## THE PROBLEM:
List every line below that contains the word "outline", copying each one in full. Case counts.

[Rows from a segmentation dataset]
=-=-=
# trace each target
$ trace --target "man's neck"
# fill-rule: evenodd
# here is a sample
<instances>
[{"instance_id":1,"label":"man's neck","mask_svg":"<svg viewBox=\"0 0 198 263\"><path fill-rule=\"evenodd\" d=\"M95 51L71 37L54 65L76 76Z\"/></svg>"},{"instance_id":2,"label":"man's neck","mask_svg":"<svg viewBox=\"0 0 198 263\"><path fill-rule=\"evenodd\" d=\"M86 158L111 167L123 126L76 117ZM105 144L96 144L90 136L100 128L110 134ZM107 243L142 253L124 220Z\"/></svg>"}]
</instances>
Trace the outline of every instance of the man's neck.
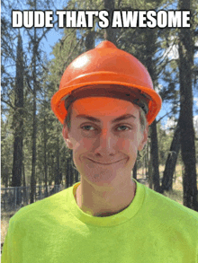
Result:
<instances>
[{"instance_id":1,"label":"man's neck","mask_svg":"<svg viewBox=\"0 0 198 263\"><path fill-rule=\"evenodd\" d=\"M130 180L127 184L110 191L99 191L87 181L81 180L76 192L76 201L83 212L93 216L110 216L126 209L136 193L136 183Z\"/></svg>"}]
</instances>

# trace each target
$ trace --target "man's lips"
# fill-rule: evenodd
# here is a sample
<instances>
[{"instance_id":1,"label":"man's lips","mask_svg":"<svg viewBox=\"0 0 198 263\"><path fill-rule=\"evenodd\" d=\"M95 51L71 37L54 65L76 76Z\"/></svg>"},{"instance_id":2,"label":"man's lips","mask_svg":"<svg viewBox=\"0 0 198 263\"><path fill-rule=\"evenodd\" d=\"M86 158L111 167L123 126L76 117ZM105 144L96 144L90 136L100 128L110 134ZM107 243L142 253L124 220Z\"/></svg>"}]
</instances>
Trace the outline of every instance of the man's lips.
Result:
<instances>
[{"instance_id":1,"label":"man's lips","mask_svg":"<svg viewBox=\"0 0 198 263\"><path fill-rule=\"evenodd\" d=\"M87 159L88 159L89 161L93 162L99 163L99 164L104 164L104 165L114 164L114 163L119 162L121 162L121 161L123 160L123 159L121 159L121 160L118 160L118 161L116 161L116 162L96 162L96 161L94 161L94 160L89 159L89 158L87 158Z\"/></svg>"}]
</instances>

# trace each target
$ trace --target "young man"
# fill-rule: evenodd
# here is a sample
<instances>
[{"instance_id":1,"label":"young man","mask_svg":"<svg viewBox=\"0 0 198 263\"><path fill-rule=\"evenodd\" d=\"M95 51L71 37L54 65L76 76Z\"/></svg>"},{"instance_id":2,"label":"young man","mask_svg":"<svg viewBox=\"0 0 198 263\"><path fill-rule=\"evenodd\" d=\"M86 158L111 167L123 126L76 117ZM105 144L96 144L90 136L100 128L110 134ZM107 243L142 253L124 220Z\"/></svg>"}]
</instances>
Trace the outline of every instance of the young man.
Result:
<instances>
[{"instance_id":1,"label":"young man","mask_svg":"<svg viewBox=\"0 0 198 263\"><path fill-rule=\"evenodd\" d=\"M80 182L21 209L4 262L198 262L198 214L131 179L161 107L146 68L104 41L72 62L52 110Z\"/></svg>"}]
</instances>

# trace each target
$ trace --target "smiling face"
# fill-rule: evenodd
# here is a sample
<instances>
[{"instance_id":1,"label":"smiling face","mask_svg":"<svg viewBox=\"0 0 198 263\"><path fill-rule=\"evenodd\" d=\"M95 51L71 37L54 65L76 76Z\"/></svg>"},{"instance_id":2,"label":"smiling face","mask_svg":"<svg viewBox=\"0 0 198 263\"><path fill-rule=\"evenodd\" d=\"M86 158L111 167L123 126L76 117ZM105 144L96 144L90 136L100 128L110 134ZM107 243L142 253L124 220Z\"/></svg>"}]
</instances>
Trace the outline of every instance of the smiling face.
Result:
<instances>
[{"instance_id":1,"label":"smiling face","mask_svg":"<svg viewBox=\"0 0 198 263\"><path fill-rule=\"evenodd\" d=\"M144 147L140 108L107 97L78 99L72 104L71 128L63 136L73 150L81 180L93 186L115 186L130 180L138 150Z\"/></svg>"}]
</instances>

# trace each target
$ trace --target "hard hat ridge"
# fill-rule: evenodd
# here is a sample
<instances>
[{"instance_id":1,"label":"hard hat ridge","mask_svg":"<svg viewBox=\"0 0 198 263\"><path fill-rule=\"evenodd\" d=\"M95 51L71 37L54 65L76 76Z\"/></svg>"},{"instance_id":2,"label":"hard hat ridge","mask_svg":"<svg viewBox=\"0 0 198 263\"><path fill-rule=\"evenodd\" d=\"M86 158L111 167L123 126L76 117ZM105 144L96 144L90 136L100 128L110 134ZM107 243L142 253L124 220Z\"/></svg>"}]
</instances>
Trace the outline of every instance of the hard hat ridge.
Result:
=-=-=
## FINISHED TASK:
Trace the outline of every instance of the man's neck.
Trace the outline of every instance of the man's lips.
Trace the outline of every instance of the young man.
Trace the outline of every instance of the smiling face.
Trace the outline of every instance of the hard hat ridge.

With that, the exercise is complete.